### [INPUT RECORDS]
+++

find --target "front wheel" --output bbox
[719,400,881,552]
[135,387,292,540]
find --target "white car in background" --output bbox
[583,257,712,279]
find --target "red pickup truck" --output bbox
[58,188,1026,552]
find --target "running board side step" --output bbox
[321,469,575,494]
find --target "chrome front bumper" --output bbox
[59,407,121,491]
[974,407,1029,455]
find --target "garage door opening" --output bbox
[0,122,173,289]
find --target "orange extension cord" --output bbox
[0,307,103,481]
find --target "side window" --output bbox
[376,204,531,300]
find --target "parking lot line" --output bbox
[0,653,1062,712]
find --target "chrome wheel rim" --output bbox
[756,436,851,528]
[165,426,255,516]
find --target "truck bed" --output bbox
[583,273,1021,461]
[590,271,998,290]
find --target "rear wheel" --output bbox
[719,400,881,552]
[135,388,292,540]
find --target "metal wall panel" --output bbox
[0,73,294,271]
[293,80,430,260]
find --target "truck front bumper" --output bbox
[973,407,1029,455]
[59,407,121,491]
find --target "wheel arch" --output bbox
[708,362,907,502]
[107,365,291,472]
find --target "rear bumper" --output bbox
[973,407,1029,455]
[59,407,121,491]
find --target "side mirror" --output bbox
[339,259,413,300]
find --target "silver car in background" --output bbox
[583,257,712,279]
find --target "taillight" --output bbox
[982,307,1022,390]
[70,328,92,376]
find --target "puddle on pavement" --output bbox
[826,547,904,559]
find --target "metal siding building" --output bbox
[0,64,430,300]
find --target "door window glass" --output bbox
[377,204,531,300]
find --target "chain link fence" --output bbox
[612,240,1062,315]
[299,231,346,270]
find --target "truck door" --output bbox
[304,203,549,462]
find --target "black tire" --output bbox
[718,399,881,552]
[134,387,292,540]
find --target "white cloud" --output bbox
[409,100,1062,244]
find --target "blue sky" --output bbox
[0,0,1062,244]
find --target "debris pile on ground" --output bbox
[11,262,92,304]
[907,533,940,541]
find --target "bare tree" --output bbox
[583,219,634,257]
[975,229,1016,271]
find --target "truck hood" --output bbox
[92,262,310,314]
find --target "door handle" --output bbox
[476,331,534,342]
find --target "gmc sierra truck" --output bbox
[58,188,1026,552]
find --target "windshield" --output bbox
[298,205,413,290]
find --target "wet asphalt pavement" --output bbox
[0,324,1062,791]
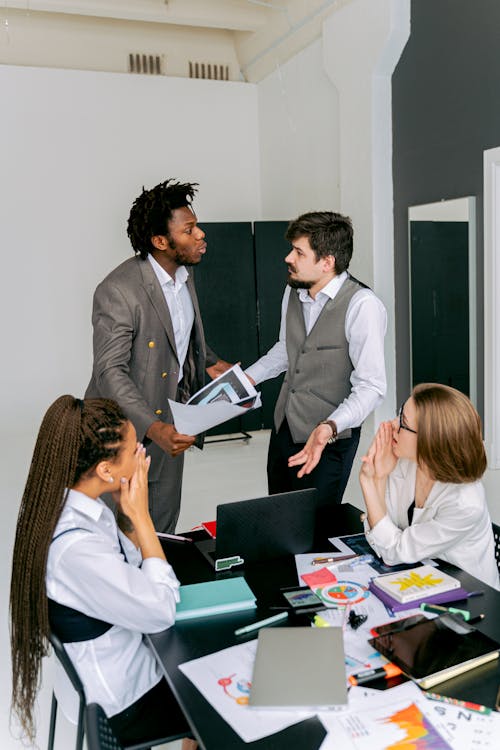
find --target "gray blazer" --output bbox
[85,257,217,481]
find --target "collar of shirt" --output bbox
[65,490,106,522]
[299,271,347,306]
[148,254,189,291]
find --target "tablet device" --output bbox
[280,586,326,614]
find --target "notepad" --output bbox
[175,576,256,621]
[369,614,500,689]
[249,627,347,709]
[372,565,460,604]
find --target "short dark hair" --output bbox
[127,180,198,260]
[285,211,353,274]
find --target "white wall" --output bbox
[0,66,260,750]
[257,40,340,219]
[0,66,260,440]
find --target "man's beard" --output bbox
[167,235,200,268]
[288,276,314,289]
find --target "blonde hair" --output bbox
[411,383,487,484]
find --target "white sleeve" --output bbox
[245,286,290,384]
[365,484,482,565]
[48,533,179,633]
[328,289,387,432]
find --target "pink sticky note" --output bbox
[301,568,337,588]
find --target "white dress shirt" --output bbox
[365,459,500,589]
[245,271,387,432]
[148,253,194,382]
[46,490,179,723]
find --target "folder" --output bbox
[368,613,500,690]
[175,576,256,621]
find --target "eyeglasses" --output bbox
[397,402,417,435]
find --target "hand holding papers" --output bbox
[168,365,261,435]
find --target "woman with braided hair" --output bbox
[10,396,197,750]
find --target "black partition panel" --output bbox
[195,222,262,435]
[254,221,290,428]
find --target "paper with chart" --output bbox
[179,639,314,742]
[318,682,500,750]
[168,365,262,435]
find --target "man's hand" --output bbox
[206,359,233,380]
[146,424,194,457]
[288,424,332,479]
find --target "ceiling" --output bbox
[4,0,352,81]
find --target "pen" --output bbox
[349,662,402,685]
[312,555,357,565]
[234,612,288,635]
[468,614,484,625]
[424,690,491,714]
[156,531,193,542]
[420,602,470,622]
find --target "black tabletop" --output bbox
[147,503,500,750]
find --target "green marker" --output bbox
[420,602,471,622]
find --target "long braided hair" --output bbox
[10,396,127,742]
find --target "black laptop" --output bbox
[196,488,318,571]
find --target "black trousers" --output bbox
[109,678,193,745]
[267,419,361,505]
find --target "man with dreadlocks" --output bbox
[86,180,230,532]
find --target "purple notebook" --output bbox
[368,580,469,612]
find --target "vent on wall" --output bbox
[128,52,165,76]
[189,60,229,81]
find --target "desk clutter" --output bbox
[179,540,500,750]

+++

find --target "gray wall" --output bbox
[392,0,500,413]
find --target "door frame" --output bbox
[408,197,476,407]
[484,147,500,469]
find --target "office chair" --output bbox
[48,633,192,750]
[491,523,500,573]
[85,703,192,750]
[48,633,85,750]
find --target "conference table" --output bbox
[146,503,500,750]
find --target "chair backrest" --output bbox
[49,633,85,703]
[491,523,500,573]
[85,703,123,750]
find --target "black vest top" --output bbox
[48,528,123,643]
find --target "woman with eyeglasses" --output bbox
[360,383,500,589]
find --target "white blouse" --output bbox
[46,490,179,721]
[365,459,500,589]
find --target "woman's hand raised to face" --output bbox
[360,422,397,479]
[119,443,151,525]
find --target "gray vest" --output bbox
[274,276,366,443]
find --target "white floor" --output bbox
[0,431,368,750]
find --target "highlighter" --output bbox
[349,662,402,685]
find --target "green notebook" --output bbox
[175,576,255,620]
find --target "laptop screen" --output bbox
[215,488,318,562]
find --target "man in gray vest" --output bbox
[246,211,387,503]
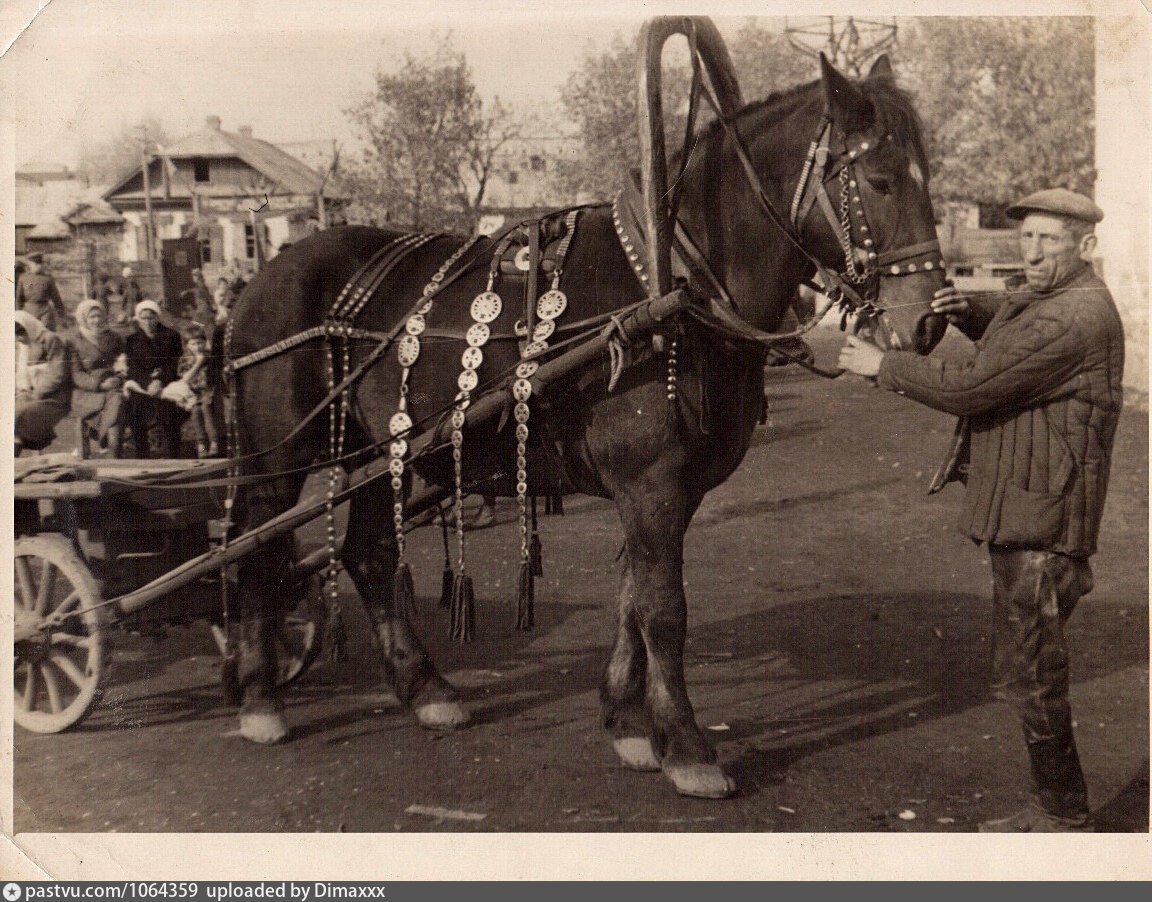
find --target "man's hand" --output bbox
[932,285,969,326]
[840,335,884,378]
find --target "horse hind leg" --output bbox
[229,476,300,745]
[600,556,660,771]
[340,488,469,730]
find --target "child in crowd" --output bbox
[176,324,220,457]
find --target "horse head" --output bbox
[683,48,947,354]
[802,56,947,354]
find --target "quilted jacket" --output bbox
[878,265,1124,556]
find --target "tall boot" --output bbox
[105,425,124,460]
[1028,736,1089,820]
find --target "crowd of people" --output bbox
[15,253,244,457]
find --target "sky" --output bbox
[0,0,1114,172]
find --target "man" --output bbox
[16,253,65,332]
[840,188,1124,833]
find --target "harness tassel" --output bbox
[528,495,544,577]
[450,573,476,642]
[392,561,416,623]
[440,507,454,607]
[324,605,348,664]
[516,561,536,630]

+++

### [GIVEN EXERCISE]
Locate every line in the rows above that contains the string "rear", matching case exactly, and copy each of those lines.

### [RESULT OF THE TASK]
find --target "rear wheel" --output bbox
find --target "rear bumper" --output bbox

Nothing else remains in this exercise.